* _Quoted text_
-- START --

…. and it’s time.
We’re well into the “dip your LE toes into the Twitter stream” modus operandi. It’s time for real leverage of a great platform. If you’re among the +/- 1,000 agencies that I follow on Twitter, about 4/5 of you tweet. But the ones who really use Twitter the way it’s intended, are just a very few.
The call to action
It’s time to kick it up a notch. Here are five ways for your law enforcement agency to get serious about Twitter. Take this advice and I promise you’ll realize the many benefits.
1. Get Verified
It’s imperative that your followers have a way to be certain that the Twitter account identified as their local police agency really is their local police agency. The first and easy way is to put links to all your social media accounts on your website homepage. Hopefully, you’re already doing that. The second not-so-easy way is to get your Twitter page verified. It’s “not-so-easy” because Twitter gets many requests so it often takes time and a little nudging of Twitter to make it happen.
Twitter started verifying accounts to counteract impersonation of celebrities in June of 2009 But apparently they realize that impersonation of police departments is pretty common as well because more and more law enforcement agencies are succeeding in getting verification. The verification form still says the process is in beta and that verification isn’t guaranteed. I’ve heard from some agencies who submit the form and when it doesn’t happen assume they’ve been rejected. But that’s not necessarily the case. Having a link to your Twitter account on your department website homepage as mentioned above also helps Twitter with the process.
Follow these steps.
- Step one: Fill out the verification request form on Twitter here. Down on the left column, click “feefback form”. Fill in all your official agency contact info.
- Step two: Use your own judgment on how long to wait, or not. But after a couple weeks or so, fill out a help twicket with Twitter here. Keep your twicket number handy in case you need it later (for step 3).
There is a step three if steps one and two don’t work. Give it a few weeks. Email me at lauri[at]lawscomm.net if you’re not verified with steps one and two.
Too many law enforcement agencies follow no one or just other law enforcement agencies. In a training session on the west coast recently it occurred to me that there’s a misperception in law enforcement that you’re expected to actually read the tweets of everyone you follow. That’s not true and no one does that. Power users of Twitter read tweets with third party tools like Tweetdeck or HootSuite which allow you to put tweeters into lists and read those who are important to you.
The reasons to follow Twitter accounts that are relevant to law enforcement is first and foremost
- to counteract the perception on the part of some that law enforcement is unapproachable. Not following other tweeters only reinforces that attitude and that’s harmful to your image and that of law enforcement everywhere;
- You’ll get more followers if they can see that you might follow in return. It’s simply a part of Twitter culture;
- Not following anyone says to the rest of the Twitterverse “we don’t really know what we’re doing here on Twitter”;
My best recommendation is follow:
- your citizens
- other law enforcement agencies
- Other social media experts who provide useful information like @mashable @socialmedia2day and many others.

-- END --

* _Task list_
1: Translate this sentence from the Twitter article into Spanish: "The verification form still says the process is in beta and that verification isn’t guaranteed."
2: Return the portion of the Twitter article between "There is a step" and "one and two.", inclusive, copied word for word.

* _Information provided_
-- START --

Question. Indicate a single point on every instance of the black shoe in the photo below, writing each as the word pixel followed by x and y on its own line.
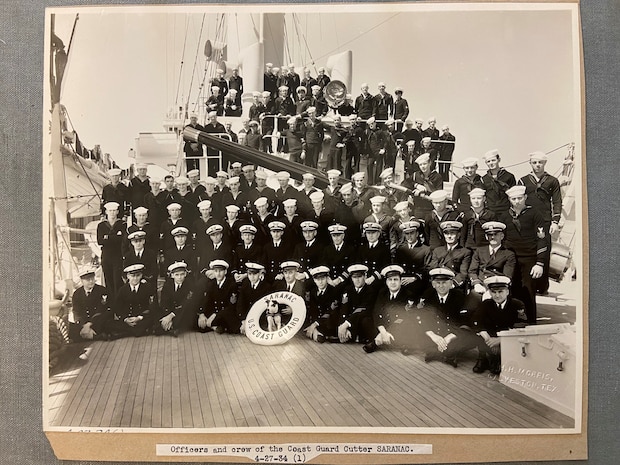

-- END --

* _Expected responses_
1: El formulario de verificación todavía dice que el proceso está en fase beta y que la verificación no está garantizada.

2:
There is a step three if steps one and two don’t work. Give it a few weeks. Email me at lauri[at]lawscomm.net if you’re not verified with steps one and two.